:: Record excerpts ::

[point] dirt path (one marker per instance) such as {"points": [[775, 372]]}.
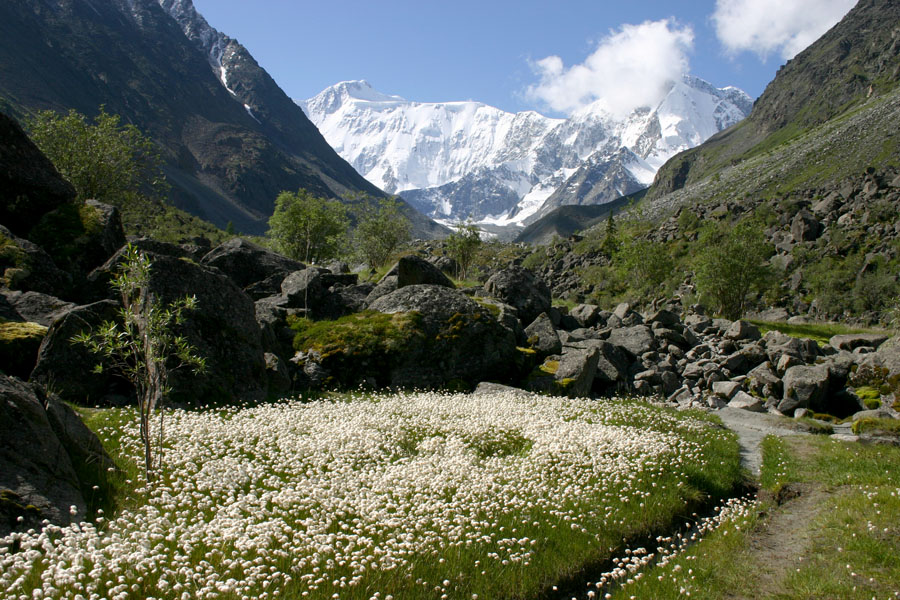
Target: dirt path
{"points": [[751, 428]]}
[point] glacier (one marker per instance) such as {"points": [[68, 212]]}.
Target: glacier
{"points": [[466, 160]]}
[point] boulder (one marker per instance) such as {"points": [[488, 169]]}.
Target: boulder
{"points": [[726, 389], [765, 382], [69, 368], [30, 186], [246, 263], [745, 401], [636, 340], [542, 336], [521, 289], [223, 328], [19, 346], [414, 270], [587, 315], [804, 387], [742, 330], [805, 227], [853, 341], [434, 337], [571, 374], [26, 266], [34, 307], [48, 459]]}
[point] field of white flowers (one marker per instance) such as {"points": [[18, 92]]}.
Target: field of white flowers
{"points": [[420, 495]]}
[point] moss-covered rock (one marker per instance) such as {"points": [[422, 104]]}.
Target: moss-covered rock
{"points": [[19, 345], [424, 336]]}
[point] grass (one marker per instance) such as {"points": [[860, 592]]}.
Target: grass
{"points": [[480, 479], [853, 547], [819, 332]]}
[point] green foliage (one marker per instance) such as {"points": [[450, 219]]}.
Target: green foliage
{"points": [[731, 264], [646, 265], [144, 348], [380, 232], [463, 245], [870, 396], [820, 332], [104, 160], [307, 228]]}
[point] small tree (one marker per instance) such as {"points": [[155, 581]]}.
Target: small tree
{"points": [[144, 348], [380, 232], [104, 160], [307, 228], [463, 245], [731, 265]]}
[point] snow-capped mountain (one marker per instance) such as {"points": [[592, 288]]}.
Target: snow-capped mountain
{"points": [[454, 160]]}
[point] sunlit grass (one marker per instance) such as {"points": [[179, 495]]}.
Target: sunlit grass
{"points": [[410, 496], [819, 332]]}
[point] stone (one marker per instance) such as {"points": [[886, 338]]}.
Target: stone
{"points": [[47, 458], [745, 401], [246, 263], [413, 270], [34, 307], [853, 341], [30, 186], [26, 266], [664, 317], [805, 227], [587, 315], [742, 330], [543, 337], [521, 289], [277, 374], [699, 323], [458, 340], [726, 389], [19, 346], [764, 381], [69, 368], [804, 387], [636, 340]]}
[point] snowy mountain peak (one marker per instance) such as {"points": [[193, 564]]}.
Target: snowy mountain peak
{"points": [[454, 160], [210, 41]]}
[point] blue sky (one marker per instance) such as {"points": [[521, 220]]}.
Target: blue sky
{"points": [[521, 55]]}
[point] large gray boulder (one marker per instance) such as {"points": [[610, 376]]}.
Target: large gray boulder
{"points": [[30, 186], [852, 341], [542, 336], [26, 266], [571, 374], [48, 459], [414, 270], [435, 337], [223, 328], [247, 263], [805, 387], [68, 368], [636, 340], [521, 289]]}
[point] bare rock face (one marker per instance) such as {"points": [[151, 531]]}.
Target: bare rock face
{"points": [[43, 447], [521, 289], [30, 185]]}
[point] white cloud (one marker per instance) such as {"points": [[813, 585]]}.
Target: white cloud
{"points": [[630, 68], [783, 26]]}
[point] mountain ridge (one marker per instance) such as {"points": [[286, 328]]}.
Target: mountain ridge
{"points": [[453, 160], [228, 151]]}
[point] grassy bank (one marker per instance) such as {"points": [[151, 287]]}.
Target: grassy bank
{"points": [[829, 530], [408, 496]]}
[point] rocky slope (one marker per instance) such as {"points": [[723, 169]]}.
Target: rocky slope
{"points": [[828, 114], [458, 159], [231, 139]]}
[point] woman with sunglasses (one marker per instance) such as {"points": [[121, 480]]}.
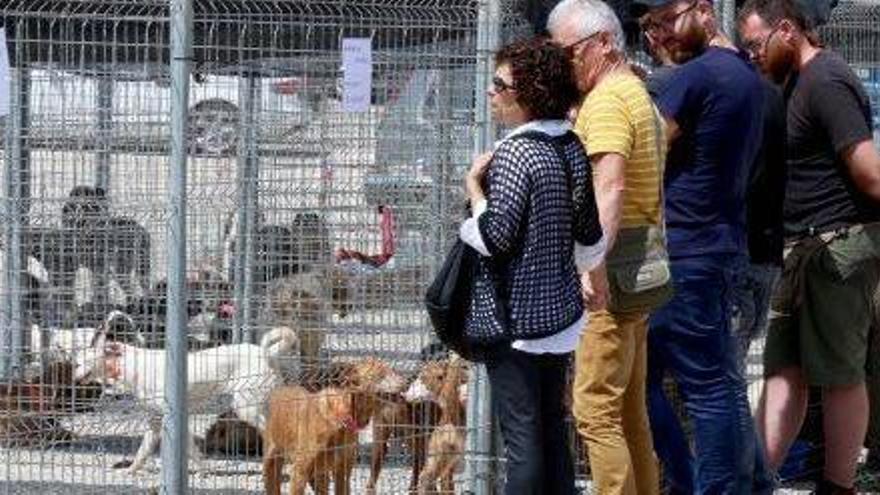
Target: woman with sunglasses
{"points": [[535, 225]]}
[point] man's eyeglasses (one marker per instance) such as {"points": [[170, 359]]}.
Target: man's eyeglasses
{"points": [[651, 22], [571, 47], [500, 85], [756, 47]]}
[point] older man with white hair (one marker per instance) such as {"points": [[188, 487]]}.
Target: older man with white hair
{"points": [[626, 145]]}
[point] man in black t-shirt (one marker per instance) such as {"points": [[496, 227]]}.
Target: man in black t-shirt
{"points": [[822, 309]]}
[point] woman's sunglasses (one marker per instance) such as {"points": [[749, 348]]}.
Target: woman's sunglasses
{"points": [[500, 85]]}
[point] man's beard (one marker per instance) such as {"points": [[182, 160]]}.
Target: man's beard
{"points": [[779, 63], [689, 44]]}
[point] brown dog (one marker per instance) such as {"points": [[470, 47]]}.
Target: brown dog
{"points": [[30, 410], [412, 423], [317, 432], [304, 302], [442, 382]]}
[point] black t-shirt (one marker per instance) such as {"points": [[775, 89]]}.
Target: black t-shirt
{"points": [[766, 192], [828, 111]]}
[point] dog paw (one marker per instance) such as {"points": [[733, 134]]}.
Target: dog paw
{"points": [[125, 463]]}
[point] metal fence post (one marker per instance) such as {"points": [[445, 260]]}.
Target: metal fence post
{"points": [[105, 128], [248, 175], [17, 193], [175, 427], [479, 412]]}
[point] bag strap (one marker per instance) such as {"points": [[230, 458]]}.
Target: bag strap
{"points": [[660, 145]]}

:::
:: Record excerpts ::

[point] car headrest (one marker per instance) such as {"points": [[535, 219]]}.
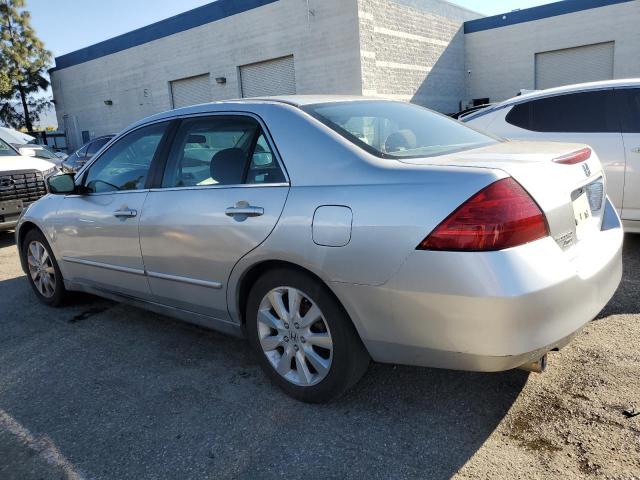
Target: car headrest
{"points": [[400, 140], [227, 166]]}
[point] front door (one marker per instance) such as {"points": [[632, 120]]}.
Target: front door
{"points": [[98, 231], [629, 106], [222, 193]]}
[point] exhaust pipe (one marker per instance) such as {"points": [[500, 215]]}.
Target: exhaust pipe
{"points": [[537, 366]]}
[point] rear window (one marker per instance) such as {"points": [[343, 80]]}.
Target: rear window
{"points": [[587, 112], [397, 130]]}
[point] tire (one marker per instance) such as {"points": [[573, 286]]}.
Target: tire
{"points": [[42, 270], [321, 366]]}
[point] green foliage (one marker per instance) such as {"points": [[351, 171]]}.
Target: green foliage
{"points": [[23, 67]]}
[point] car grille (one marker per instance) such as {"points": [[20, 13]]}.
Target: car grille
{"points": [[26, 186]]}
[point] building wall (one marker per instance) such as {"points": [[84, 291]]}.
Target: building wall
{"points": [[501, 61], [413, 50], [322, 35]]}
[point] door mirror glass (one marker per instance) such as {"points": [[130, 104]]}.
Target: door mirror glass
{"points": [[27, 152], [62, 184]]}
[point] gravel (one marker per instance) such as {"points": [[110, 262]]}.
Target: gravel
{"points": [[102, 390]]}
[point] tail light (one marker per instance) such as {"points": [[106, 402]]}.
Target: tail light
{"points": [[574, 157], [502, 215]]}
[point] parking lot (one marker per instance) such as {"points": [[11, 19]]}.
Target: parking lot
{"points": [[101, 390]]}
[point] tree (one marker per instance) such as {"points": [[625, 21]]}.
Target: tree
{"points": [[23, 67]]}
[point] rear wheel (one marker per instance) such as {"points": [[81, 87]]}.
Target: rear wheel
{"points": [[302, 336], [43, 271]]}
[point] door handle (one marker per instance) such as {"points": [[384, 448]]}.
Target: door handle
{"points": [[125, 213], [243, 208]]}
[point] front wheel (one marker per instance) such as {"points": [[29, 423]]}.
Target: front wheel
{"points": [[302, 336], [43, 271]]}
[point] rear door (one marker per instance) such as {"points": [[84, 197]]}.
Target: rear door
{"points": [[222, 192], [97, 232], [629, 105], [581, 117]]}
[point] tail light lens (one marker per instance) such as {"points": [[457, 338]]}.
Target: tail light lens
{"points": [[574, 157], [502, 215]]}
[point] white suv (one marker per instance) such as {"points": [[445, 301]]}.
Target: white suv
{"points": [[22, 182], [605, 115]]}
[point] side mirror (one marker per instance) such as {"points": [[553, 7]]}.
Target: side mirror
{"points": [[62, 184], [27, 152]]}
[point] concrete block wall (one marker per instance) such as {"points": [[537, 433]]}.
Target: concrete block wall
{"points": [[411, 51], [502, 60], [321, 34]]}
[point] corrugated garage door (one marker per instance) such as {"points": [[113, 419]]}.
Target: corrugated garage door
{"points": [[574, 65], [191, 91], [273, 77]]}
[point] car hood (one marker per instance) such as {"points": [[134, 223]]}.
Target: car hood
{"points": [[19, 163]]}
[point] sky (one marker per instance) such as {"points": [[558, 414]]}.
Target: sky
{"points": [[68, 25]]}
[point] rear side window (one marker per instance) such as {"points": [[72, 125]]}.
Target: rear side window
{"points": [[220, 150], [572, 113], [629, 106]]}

:::

Which lines in the listing above contain the word "rocky"? Copy out each of them.

### Full solution
[point] rocky slope (one marker per instance) such as {"points": [[723, 169]]}.
Target: rocky slope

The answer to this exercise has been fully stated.